Data records
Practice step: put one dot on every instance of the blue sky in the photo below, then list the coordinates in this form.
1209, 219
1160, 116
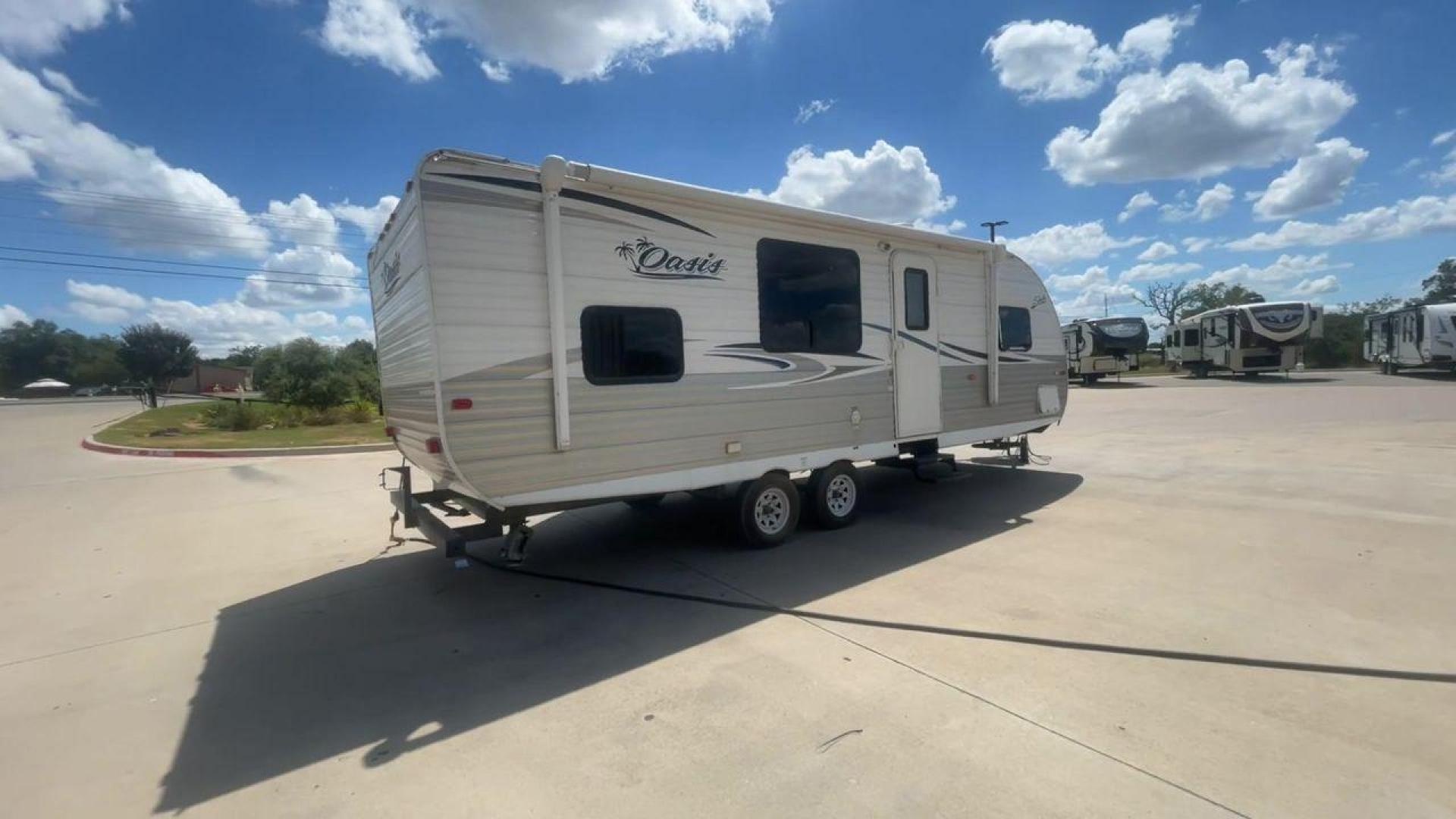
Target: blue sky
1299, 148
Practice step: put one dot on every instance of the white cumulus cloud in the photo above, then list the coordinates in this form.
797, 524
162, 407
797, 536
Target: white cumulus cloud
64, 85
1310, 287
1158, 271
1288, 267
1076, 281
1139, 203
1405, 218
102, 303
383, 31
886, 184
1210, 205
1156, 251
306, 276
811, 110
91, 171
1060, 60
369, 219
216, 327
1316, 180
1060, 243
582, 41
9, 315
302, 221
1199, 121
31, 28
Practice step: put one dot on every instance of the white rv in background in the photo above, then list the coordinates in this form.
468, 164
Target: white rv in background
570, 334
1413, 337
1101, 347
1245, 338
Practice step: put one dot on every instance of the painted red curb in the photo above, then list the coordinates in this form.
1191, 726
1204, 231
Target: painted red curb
--
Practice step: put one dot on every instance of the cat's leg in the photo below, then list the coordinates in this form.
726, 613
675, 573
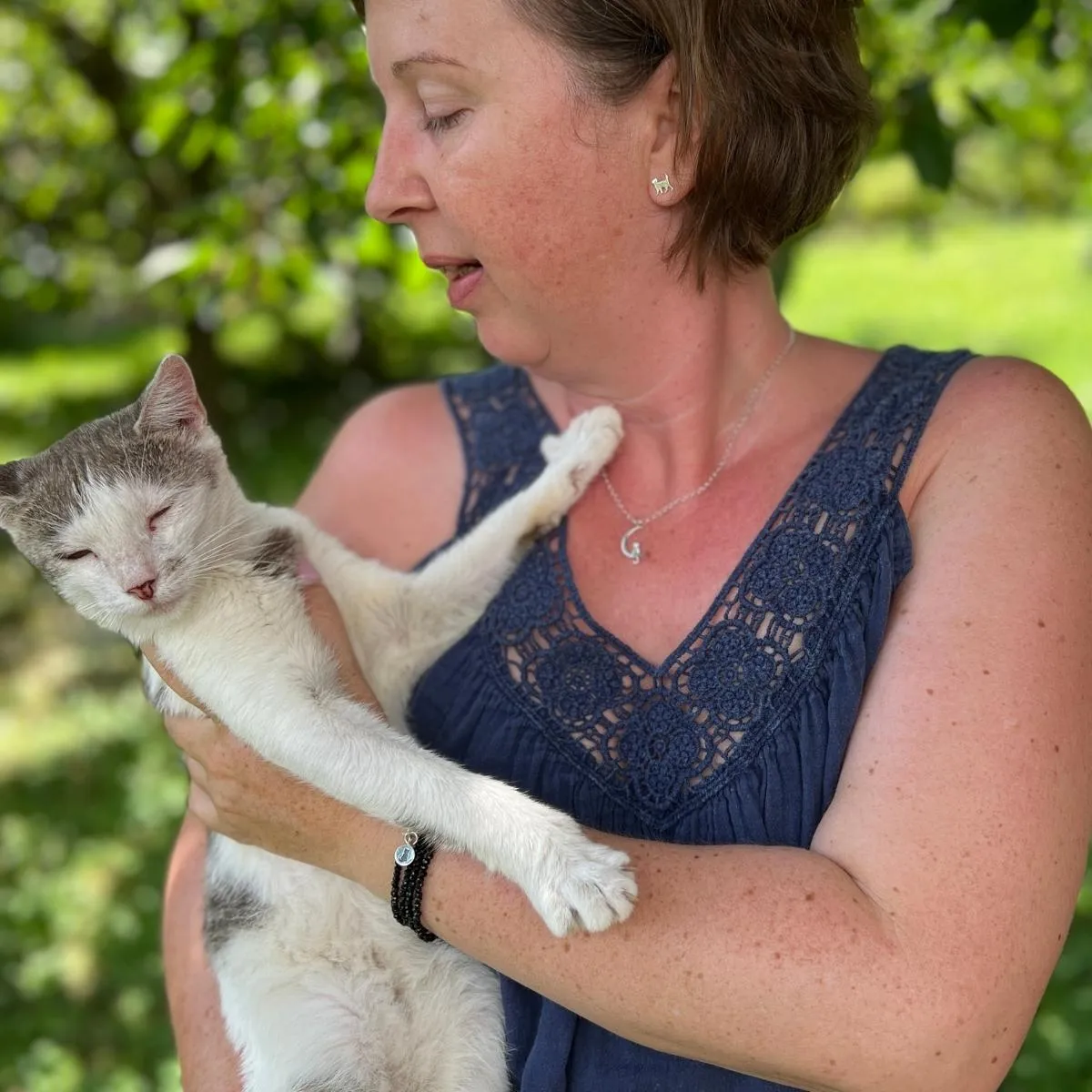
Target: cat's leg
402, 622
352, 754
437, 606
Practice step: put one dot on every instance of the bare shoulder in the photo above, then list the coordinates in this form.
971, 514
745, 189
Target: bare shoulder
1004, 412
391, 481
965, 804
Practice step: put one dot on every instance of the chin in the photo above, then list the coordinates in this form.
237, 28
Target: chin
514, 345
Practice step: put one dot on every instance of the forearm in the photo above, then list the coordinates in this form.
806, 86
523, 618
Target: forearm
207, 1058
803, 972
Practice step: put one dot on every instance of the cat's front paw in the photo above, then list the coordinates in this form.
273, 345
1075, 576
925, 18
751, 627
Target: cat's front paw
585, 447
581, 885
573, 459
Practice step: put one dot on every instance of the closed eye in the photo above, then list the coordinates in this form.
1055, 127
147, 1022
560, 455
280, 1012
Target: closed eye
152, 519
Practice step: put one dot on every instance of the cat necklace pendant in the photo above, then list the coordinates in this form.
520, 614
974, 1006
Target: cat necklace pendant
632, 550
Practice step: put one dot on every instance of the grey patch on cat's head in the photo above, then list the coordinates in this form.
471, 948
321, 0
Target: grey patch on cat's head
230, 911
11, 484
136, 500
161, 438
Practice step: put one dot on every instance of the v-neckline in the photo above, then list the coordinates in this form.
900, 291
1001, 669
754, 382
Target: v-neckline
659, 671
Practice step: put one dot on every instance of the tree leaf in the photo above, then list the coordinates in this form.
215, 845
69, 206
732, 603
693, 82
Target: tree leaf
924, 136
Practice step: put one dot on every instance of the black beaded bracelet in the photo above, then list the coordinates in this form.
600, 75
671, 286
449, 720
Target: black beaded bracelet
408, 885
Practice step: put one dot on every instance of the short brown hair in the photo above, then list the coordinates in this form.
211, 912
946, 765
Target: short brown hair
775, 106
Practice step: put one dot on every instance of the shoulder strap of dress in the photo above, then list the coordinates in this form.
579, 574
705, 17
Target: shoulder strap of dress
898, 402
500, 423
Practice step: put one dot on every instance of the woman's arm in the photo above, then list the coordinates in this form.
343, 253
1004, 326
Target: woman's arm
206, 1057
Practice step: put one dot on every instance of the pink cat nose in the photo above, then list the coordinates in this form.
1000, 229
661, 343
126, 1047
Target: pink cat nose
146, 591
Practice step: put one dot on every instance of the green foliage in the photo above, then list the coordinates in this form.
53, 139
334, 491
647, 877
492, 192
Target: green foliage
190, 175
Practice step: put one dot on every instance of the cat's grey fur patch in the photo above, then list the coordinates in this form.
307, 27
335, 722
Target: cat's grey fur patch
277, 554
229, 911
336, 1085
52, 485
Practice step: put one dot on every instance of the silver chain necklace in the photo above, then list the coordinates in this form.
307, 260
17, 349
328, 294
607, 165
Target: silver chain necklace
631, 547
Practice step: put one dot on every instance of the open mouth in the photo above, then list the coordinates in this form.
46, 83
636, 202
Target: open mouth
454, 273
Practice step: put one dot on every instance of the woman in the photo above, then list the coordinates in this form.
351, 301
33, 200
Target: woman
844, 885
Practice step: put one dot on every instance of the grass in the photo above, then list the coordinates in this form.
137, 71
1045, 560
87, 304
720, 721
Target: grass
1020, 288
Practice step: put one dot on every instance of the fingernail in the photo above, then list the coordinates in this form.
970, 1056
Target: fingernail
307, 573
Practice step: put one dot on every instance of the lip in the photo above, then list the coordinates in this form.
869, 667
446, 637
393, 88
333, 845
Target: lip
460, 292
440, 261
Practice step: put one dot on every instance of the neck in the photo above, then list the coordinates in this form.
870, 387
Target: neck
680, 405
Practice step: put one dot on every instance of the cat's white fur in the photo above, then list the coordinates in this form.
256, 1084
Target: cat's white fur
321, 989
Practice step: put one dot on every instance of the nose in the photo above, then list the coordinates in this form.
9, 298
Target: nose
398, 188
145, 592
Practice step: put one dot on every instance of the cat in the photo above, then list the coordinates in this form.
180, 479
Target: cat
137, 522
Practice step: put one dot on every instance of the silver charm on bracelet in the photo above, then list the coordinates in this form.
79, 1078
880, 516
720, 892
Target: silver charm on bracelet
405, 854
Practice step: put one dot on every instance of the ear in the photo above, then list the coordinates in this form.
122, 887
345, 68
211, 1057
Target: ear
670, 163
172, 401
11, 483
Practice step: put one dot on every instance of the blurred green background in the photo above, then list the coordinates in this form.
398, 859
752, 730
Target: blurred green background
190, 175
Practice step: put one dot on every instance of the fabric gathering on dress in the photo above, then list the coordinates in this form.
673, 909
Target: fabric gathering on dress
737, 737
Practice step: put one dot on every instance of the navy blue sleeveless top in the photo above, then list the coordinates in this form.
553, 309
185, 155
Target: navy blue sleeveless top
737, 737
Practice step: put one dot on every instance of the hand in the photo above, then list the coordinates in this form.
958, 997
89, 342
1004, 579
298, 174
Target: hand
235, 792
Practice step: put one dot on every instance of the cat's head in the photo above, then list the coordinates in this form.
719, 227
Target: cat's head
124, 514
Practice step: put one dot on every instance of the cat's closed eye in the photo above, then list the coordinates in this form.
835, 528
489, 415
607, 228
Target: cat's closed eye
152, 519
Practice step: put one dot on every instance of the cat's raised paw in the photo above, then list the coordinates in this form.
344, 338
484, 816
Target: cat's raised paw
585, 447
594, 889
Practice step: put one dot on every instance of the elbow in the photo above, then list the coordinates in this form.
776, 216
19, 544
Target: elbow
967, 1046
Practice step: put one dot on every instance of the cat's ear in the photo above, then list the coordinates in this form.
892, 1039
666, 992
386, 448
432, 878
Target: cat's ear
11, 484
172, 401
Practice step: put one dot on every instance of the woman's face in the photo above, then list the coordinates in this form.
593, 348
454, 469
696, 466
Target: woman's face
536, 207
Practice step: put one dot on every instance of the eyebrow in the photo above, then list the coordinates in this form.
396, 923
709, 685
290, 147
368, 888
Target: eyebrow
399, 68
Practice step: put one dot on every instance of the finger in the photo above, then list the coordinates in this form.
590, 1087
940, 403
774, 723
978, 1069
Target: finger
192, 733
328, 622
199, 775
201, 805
...
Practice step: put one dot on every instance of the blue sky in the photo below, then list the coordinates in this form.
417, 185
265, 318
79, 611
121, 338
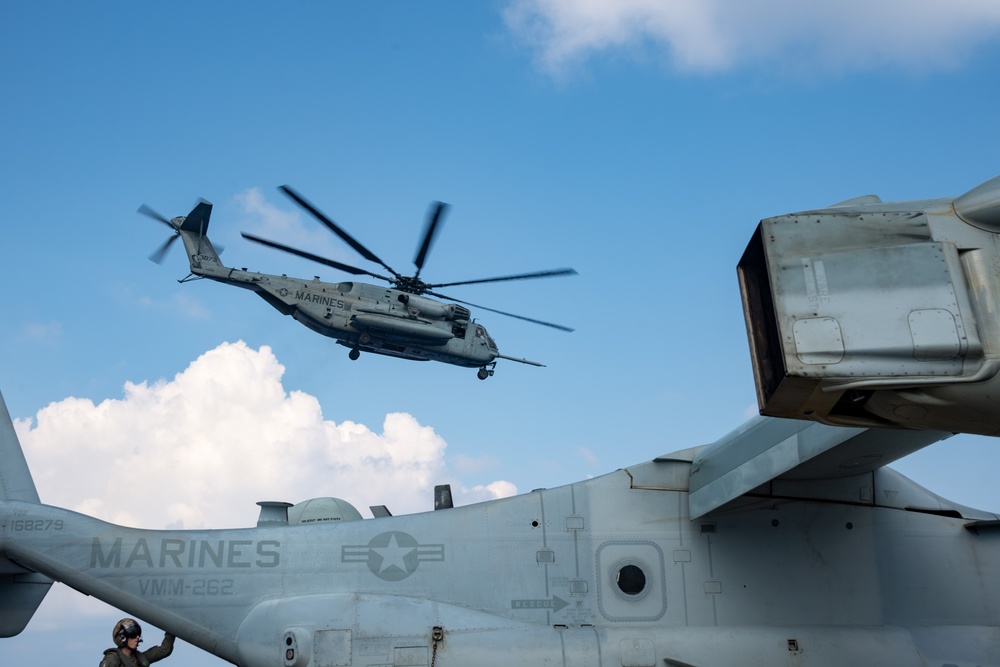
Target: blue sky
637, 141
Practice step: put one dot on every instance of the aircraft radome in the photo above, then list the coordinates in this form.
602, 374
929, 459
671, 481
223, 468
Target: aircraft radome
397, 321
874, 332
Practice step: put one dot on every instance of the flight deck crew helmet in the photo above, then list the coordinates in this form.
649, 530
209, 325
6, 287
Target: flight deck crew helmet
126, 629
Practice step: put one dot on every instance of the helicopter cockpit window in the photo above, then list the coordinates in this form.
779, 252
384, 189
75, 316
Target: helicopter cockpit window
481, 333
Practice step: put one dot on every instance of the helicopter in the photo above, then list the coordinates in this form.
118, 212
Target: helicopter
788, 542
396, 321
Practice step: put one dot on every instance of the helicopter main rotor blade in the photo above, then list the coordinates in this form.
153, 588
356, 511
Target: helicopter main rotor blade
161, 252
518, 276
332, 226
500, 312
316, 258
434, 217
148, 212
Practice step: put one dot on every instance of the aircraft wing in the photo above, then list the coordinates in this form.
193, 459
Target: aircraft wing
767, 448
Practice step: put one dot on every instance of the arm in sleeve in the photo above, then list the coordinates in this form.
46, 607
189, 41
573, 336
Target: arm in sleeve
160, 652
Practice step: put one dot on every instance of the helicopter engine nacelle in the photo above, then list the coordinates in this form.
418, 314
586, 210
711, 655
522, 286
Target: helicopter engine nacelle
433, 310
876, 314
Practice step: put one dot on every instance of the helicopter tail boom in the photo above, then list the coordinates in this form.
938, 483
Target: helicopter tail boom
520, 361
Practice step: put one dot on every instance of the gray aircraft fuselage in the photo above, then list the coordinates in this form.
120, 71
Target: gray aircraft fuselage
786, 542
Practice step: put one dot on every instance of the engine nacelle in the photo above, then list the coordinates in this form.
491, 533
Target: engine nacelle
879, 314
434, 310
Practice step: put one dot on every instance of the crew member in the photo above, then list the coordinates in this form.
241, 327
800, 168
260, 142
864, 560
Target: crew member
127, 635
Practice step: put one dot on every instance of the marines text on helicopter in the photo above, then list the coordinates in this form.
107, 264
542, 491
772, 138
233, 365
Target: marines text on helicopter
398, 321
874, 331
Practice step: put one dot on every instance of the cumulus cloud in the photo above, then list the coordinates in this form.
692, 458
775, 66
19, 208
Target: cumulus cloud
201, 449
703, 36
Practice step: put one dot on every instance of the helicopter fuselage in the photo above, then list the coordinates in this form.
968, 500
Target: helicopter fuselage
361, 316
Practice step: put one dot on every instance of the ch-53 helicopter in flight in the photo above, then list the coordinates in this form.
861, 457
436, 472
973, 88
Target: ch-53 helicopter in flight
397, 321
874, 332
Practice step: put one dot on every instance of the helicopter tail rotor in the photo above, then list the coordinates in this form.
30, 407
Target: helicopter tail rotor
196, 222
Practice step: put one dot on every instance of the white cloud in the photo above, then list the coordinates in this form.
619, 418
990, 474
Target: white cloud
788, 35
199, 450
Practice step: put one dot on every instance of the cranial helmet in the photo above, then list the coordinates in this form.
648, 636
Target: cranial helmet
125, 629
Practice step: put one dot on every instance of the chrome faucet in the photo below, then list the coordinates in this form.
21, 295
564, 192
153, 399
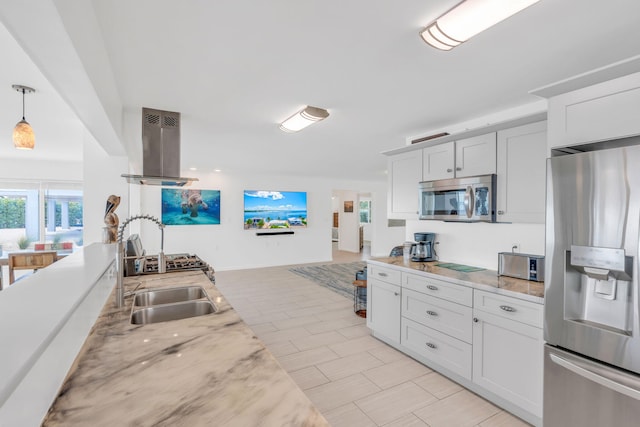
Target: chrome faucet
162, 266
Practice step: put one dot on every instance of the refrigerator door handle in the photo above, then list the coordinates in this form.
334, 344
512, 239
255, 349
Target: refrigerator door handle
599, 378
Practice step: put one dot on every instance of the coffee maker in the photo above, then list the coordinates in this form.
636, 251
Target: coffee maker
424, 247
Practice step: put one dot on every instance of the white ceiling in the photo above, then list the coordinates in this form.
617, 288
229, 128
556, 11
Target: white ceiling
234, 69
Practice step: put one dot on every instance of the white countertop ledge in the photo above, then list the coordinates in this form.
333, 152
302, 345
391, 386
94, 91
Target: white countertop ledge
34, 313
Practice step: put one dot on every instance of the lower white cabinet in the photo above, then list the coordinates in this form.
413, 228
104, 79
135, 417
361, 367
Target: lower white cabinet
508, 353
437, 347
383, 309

• **Work required**:
Only the lines containing the word "painted" should be returned from the data above.

• **Solution**:
Practice step: put one dot on every instance of the painted red curb in the photo above, then list the coordinates in this form.
Target: painted red curb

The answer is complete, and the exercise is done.